PROVIDED RECORDS:

--- begin ---

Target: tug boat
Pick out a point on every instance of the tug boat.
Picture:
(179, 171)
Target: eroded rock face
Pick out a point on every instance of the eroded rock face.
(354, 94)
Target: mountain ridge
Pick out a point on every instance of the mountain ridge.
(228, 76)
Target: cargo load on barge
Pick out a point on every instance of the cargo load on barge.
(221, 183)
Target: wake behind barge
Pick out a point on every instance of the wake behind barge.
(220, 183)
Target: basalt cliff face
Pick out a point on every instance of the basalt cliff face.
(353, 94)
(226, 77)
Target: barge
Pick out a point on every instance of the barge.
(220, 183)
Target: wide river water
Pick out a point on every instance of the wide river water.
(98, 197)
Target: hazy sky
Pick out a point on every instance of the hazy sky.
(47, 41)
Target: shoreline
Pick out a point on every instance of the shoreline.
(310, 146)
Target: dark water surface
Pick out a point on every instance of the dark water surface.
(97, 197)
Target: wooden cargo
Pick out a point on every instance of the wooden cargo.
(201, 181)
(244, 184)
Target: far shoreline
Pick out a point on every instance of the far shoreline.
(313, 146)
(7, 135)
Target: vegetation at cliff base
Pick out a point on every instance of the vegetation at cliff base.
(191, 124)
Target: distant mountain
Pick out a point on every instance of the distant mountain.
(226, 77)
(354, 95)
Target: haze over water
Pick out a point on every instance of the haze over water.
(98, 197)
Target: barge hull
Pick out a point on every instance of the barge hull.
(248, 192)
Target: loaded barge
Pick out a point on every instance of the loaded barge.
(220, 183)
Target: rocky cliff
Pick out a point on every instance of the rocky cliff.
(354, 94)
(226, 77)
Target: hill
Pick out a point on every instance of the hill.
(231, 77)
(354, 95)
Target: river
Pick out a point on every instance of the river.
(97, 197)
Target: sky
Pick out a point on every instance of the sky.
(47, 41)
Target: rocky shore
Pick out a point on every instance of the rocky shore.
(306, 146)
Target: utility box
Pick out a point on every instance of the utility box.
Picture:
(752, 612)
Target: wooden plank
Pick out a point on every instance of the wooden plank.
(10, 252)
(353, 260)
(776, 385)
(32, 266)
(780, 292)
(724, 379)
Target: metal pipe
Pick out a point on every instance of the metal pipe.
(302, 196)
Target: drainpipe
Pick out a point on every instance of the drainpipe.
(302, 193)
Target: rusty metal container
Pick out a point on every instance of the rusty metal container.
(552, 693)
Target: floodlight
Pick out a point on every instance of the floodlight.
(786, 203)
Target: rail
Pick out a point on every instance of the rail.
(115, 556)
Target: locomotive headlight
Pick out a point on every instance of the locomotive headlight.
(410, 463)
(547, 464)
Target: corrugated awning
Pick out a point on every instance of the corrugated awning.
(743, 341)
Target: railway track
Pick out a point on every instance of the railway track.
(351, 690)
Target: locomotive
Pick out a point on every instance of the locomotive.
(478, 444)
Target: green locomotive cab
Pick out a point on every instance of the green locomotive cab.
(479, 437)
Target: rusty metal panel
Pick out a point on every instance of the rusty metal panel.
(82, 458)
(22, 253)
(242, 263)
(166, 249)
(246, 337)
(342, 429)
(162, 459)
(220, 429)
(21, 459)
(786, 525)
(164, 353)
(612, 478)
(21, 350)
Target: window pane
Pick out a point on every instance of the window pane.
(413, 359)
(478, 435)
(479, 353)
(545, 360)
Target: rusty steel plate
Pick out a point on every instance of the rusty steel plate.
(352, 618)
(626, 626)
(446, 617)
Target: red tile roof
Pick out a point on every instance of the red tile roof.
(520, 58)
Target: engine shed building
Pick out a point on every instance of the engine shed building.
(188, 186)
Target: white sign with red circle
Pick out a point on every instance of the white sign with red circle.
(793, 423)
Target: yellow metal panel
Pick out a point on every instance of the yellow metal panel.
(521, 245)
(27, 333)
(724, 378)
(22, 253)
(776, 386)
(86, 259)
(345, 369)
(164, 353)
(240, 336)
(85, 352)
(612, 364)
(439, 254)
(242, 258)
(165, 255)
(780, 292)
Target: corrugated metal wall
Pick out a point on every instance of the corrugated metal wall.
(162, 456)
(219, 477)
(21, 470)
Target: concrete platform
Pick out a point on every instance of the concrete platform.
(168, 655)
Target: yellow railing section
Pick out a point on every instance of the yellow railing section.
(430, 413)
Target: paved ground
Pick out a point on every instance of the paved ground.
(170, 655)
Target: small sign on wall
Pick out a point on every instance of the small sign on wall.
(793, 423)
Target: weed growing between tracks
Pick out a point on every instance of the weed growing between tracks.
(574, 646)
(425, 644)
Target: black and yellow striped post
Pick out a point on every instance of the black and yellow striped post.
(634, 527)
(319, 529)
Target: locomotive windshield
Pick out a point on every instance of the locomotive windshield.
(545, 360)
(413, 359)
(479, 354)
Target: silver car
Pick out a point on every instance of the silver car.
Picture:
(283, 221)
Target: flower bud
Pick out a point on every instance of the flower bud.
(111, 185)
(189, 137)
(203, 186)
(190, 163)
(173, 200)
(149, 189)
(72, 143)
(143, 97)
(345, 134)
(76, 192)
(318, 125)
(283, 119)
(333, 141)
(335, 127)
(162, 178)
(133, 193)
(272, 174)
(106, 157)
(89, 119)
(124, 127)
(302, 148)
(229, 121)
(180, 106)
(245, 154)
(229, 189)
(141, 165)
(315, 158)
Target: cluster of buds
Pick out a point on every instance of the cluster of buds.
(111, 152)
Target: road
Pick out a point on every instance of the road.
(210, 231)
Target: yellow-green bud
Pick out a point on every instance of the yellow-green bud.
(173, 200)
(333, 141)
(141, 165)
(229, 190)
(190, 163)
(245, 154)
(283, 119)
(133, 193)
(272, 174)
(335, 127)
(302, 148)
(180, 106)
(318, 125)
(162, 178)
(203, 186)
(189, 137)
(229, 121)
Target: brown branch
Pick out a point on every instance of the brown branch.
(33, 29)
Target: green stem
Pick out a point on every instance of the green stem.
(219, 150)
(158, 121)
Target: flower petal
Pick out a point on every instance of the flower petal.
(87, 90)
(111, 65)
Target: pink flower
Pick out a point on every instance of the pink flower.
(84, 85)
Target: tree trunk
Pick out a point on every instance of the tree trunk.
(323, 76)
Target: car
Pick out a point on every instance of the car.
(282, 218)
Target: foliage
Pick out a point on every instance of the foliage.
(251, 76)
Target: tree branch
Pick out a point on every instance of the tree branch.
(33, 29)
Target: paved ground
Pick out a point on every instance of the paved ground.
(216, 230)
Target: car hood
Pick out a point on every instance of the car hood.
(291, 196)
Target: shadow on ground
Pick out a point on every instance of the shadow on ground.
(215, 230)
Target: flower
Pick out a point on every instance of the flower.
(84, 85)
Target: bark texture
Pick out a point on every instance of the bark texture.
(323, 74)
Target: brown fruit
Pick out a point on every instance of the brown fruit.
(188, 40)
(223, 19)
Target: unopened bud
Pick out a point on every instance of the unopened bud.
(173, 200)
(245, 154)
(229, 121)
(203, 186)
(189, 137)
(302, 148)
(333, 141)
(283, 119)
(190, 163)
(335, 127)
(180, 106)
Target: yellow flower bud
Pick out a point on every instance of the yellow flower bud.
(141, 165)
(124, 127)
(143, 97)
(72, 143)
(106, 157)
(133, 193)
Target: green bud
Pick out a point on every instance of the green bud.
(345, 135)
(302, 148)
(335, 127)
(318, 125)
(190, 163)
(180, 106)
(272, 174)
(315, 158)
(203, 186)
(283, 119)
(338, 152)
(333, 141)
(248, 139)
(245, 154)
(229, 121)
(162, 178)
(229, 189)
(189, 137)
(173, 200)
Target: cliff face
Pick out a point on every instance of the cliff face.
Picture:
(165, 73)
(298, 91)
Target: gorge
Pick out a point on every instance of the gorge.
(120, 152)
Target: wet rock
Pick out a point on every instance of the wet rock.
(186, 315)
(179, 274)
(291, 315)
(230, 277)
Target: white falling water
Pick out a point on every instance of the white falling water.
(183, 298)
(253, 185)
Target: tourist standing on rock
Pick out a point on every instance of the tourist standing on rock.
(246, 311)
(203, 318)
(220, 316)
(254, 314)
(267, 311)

--- end ---

WORK INSTRUCTIONS:
Set down, unchanged, the line that contains "Target: green bud" together with every later line in the records, through the last one.

RESULT FOR THIS TASK:
Target: green bud
Pick out a point on every instance of the green bud.
(345, 135)
(302, 148)
(335, 127)
(318, 125)
(190, 163)
(180, 106)
(272, 174)
(315, 158)
(203, 186)
(283, 119)
(338, 152)
(333, 141)
(248, 139)
(245, 154)
(229, 121)
(162, 178)
(229, 189)
(189, 137)
(173, 200)
Target: cliff face
Pick out a point on every instance of the cliff face.
Picture:
(165, 73)
(298, 91)
Target: gorge
Pick out a point on every instance of the gorge.
(120, 152)
Target: wet rock
Pick out a point on every instance of the wet rock.
(186, 315)
(179, 274)
(291, 315)
(230, 277)
Target: white falling water
Pick out a point on every instance of the white falling water.
(183, 298)
(253, 185)
Target: tourist standing on rock
Pick out a point on every instance of the tourist standing on rock.
(246, 311)
(203, 318)
(220, 316)
(254, 314)
(267, 311)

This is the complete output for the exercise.